• SÉRIE D'EXERCICES:
1. Selon le texte sur le budget de la DGSE, à combien s'élève le montant des fonds spéciaux ?
2. Poursuivez le texte sur le budget de la DGSE en 2014 à partir de sa dernière phrase.

• TEXTE FOURNI:
Pour 2014, le budget de la DGSE s'élèvera à 650 millions d'euros en crédits de paiement, soit une hausse de 8,5% par rapport à 2013 (+17% hors masse salariale). A cette dotation, il faut ajouter les crédits provenant des fonds spéciaux, dont le montant est de 50 millions d'euros, et qui bénéficient principalement à la DGSE.

Quelles sont les raisons qui expliquent l'augmentation de ses crédits ?

Premièrement, 65 emplois supplémentaires devraient être créés à la DGSE en 2014, ce qui est conforme au plan de recrutement prévu par le précédent Livre blanc de 2008 et la précédente LPM, qui ont prévu la création de 690 agents supplémentaires sur la période 2009-2014.

Les recrutements concernent exclusivement des personnels de haut niveau : deux tiers d'ingénieurs spécialisés dans le renseignement technique, un tiers sur des analystes et des linguistes pour l'exploitation du renseignement.

• EXTRAIT DES DONNÉES:

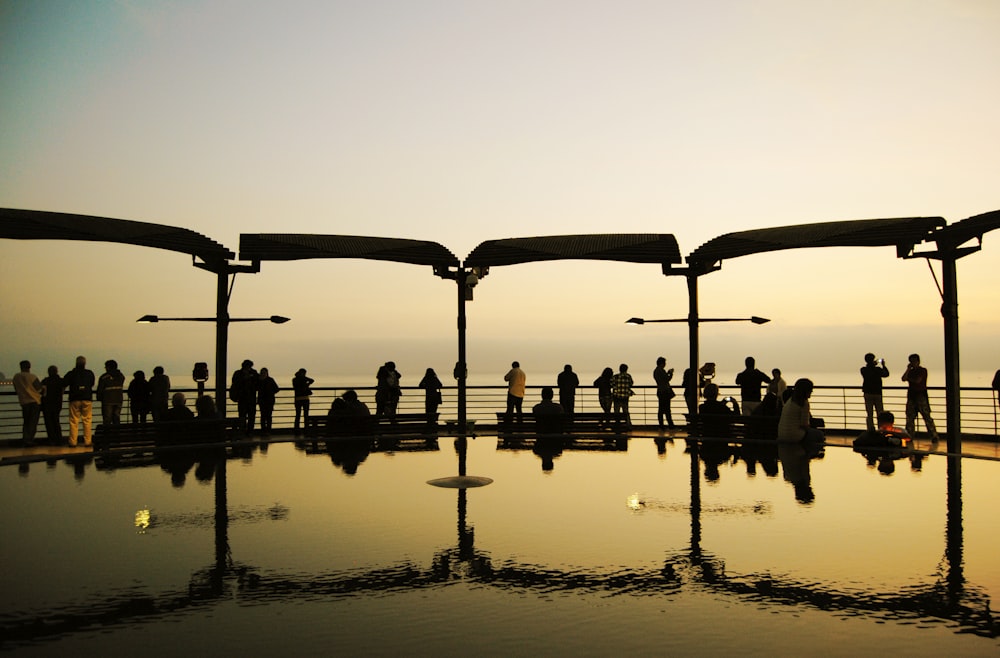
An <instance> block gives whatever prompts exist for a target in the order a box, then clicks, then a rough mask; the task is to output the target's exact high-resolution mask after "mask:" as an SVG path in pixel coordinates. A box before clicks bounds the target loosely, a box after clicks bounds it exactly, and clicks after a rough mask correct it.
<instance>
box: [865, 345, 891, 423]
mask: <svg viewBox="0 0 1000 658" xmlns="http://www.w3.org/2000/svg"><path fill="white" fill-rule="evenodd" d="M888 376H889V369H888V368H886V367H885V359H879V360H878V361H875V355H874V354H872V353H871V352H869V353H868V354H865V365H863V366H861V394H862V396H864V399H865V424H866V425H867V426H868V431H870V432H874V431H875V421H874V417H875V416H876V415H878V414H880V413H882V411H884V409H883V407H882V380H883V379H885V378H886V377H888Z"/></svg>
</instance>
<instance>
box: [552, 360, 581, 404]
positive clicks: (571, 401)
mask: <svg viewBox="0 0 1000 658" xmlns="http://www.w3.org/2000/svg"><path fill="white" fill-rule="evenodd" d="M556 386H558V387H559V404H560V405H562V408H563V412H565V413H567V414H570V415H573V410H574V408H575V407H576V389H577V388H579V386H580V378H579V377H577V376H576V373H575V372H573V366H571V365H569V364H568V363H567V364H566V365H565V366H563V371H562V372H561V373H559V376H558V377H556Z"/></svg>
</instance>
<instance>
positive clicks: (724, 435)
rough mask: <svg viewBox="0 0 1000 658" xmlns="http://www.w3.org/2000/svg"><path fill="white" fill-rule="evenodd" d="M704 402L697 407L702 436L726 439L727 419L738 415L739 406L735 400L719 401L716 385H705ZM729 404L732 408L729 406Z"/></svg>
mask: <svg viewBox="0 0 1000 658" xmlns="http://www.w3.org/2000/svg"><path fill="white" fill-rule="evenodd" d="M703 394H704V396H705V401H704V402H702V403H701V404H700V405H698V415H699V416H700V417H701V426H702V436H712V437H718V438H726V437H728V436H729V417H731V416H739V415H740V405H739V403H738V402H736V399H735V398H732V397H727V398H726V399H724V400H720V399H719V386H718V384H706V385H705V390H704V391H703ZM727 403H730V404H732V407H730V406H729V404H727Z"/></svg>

• CORRIGÉ:
1. 50 millions d'euros.

2.
Un deuxième facteur d'augmentation des crédits est la poursuite de l'amélioration de la situation statutaire et indiciaire des fonctionnaires de la DGSE, avec notamment la création d'un corps d'administrateurs de la DGSE, en partie recruté à la sortie de l'ENA.

Le régime des primes des personnels civils de ce service serait, toutefois, moins favorable que celui en vigueur au sein des autres services du ministère de la défense, ce qui constitue à nos yeux une anomalie qu'il conviendrait de corriger.

Troisième facteur d'augmentation, les crédits d'équipement, avec une hausse de 60% des dépenses d'investissement. Il s'agit de renforcer les moyens d'écoute des télécommunications, afin de s'adapter à la croissance des flux, ainsi que les capacités de déchiffrement. Il faut préciser, à cet égard, qu'une partie des moyens font l'objet d'une mutualisation avec les autres services de renseignement, notamment la DRM.

En résumé, le projet de budget de la DGSE traduit l'accentuation des moyens humains et techniques prévue par le précédent Livre blanc de 2008.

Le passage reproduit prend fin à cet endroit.